_Given passage_:
— BEGIN —
Solomon observes (Prov. 28:2) that for the transgression of a land many were the princes thereof (so it was here in Israel), but by a man of understanding the state thereof shall be prolonged-so it was with Judah at the same time under Asa. When men forsake God they are out of the way of rest and establishment. Zimri, and Tibni, and Omri, are here striving for the crown. Proud aspiring men ruin one another, and involve others in the ruin. These confusions end in the settlement of Omri; we must therefore take him along with us through this part of the story.
— END —
_Written exercise 1_:
In the records, rewrite the lines from the line with "face in background" up to and including the last line, swapping "woman's face" for "girl's face" and leaving everything else the same.
The records below the passage have no connection to it.

_Supplied material_:
— BEGIN —
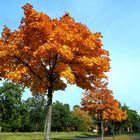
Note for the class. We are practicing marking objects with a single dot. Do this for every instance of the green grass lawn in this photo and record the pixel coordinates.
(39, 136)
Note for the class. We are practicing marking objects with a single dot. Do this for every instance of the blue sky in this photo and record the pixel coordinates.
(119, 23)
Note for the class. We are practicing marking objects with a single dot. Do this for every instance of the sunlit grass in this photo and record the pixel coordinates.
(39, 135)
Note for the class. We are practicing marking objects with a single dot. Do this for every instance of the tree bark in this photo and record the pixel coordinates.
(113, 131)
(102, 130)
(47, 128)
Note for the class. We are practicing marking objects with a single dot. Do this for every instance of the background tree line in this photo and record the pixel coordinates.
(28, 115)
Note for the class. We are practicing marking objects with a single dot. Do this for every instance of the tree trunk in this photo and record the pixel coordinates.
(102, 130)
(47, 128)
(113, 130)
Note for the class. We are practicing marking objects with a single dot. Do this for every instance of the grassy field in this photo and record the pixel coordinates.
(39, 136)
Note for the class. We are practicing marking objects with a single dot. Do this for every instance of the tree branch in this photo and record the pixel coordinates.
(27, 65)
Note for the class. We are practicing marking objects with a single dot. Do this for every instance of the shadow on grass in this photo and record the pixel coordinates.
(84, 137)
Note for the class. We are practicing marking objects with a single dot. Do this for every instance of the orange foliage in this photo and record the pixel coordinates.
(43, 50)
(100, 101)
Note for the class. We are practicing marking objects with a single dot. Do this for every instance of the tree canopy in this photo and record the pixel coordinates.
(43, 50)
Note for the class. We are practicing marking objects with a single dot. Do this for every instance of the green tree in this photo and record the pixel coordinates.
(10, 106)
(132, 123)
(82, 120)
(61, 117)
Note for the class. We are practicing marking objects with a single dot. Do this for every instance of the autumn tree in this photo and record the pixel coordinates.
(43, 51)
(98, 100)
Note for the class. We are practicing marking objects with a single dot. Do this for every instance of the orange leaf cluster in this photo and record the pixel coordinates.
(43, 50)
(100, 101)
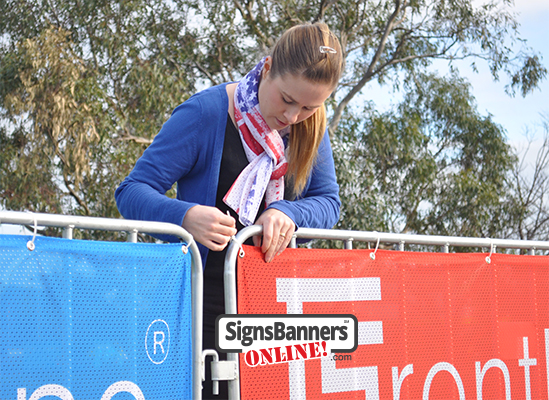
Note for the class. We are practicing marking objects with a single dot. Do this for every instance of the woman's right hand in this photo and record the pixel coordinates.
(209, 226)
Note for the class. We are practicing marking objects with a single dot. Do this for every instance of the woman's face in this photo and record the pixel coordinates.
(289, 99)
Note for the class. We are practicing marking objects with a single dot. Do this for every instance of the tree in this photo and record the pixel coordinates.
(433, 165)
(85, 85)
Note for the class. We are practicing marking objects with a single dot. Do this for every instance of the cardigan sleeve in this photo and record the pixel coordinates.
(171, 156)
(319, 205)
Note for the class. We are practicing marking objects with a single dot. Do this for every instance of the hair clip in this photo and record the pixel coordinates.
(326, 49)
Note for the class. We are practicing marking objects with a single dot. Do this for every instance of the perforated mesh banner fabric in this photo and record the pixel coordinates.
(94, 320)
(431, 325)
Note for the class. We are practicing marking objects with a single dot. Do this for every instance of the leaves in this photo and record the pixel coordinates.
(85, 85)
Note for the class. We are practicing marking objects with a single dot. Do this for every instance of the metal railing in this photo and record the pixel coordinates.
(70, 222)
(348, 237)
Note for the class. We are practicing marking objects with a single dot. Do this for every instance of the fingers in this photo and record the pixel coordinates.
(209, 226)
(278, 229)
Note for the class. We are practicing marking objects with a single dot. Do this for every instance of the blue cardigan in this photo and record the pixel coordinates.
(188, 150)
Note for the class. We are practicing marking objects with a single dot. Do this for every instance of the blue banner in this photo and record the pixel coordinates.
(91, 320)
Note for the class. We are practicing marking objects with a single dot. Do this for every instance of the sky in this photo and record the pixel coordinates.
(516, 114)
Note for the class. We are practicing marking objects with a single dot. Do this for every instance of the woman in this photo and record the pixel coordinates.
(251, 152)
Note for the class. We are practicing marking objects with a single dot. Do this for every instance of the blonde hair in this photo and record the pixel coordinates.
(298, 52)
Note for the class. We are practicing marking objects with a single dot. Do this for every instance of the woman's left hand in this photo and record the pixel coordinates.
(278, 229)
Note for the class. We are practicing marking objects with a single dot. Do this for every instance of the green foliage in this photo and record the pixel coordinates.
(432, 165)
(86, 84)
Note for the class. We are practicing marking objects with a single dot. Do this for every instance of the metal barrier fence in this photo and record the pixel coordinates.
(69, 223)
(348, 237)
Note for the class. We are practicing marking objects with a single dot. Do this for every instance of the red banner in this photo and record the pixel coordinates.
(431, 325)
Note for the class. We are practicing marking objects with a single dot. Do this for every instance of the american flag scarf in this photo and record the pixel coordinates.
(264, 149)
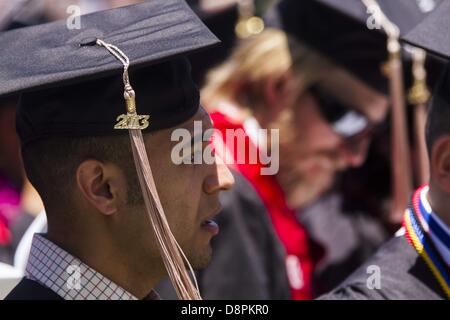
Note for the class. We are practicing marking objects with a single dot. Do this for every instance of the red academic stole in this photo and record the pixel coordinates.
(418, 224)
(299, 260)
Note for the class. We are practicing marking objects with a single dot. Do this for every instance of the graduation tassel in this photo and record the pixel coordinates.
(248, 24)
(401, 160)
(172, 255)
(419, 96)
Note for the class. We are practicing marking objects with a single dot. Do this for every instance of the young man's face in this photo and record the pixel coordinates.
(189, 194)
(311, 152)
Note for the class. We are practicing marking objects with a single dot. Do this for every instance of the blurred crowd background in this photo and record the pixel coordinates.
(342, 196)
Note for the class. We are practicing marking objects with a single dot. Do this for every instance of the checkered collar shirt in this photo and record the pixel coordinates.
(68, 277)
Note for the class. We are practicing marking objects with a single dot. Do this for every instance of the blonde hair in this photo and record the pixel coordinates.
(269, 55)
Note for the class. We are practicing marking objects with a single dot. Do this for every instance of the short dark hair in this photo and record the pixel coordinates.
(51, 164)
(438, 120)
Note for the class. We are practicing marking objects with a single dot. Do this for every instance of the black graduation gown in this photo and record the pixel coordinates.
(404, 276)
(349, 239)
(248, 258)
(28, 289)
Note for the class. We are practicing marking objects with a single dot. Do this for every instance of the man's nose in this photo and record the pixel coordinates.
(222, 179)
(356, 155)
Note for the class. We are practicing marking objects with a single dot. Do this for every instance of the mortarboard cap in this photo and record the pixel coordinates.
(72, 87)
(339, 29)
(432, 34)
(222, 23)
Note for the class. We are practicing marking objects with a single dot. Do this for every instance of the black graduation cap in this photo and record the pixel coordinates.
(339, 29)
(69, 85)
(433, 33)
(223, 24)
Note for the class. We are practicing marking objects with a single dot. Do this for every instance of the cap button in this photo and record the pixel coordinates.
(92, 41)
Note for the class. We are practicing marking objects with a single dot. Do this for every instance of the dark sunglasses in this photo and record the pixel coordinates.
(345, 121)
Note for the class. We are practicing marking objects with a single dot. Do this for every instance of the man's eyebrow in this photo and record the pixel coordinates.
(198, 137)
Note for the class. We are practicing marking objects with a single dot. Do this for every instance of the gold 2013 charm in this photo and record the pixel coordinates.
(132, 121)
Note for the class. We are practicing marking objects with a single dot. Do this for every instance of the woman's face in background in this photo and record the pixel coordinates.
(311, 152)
— END —
_Written exercise 2_:
Answer these from the passage:
(a) Who was ruling Judah at the same time?
(b) Which three men are striving for the crown?
(c) The confusions end in whose settlement?

_Worked answer 1_:
Note for the class. We are practicing marking objects with a single dot. Do this for every instance of the girl's face in background in this photo and record the pixel coordinates.
(311, 152)

_Worked answer 2_:
(a) Asa
(b) Zimri, Tibni, and Omri
(c) Omri's